• [Extracted information]:
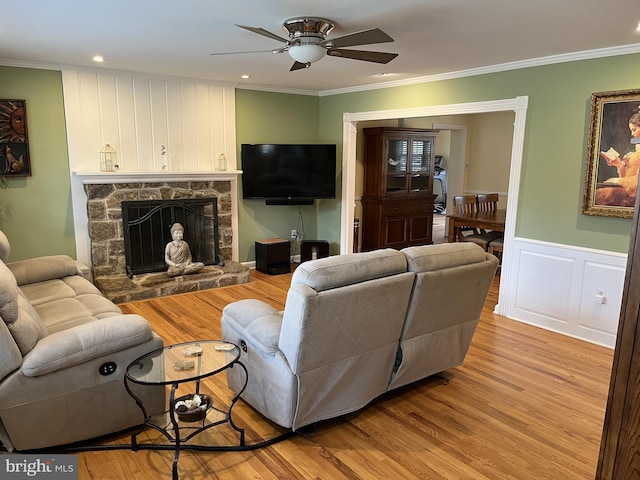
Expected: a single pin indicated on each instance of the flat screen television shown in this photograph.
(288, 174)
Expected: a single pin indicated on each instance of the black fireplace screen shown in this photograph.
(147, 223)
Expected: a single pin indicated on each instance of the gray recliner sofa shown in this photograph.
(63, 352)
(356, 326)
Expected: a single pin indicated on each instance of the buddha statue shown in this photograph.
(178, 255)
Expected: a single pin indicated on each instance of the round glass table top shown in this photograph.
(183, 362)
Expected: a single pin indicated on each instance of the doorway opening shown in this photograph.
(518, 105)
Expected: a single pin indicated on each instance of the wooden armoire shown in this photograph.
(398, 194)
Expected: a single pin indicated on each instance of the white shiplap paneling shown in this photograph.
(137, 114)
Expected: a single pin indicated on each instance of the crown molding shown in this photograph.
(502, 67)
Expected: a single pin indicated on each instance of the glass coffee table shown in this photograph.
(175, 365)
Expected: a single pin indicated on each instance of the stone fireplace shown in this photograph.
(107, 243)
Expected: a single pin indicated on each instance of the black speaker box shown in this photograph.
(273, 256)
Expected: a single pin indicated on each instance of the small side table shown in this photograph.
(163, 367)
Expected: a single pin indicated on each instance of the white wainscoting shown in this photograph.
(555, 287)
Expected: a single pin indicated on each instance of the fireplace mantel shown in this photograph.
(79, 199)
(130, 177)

• [Task directions]:
With the line containing "box shown in this photograph." as the start and the last line of the material above as the end, copy that run of lines exactly, both ends included, and nothing more.

• [Task solution]:
Expected: a single pin indicated on each instance of the black speaker box shown in this photograph.
(273, 256)
Expected: a single pin indicated on each instance of the small side table shown in this photograph.
(163, 367)
Expected: a single pin indicated on each instance of the white wainscoting shown in this photograph.
(555, 287)
Expected: a single pin indicated on each instance of the fireplace mantel shown in this photograph.
(79, 199)
(130, 177)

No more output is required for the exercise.